- [DIRECTIVE] Write out the listing in full, matching it word for word.
* BEGIN STORED RECORDS *
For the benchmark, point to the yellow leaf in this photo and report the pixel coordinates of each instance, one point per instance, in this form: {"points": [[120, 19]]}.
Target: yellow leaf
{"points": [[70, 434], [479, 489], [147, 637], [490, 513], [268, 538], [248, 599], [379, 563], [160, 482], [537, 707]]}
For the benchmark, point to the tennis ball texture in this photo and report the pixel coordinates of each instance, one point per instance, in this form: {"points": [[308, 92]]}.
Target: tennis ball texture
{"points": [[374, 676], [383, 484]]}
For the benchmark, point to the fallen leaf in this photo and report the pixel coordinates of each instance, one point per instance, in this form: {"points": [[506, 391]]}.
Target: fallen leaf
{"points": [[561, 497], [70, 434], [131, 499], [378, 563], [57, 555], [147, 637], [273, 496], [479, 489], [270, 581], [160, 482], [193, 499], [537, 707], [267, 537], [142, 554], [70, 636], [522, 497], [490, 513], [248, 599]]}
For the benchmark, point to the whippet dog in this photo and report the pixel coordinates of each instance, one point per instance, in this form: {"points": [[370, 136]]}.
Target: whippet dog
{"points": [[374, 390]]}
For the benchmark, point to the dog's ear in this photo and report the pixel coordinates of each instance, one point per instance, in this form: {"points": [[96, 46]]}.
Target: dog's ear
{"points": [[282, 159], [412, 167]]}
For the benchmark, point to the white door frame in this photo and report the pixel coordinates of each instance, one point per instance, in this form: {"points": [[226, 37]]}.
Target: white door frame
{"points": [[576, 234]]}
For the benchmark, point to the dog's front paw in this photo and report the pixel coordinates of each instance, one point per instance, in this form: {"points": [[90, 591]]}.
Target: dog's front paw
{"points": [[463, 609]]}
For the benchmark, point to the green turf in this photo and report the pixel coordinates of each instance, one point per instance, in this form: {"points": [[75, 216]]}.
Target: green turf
* END STORED RECORDS *
- [EXERCISE ANSWER]
For the benchmark, point to the yellow leaf in this photo and report the pixel coordinates of each instance, one point per instance, in this form: {"points": [[120, 19]]}.
Target: yellow leaf
{"points": [[70, 434], [479, 489], [147, 637], [490, 513], [268, 538], [248, 599], [379, 563], [160, 482], [537, 707]]}
For the benchmark, point to the tennis ball texture in this photo and report the pixel coordinates of each instance, one point per instance, in this form: {"points": [[308, 92]]}.
Target: tennis ball texture
{"points": [[374, 676], [383, 484]]}
For the benchmark, point to the fallen leaf in this photo and report the pixel coordinates of each instance, one point per instance, in this form: {"points": [[506, 391]]}.
Target: fallen leaf
{"points": [[561, 497], [70, 434], [131, 499], [378, 563], [57, 555], [147, 637], [273, 496], [479, 489], [270, 581], [160, 482], [193, 499], [537, 707], [267, 537], [142, 554], [70, 636], [522, 497], [490, 513], [248, 599]]}
For the benchmark, point to the whippet dog in this photo and report the pixel coordinates of each instance, one point per instance, in this form: {"points": [[370, 136]]}.
Target: whippet dog
{"points": [[374, 390]]}
For the benchmark, point to the dog's ear in this photo and report the pixel coordinates of each instance, one point per instance, in this form: {"points": [[96, 46]]}.
Target: dog's ear
{"points": [[282, 159], [412, 167]]}
For the benchmark, point to the white door frame in this photo and report the pixel coordinates of each instance, one point per instance, in this form: {"points": [[226, 37]]}.
Target: white door frame
{"points": [[576, 234]]}
For the benchmark, point to the dog's front paw in this photo and report the pixel coordinates of each instance, one point per instance, in this form: {"points": [[90, 591]]}.
Target: dog's front paw
{"points": [[463, 609]]}
For the benchmark, point to the green turf in this photo and report the pixel coordinates of each instance, one point per instance, in this form: {"points": [[75, 216]]}.
Target: green turf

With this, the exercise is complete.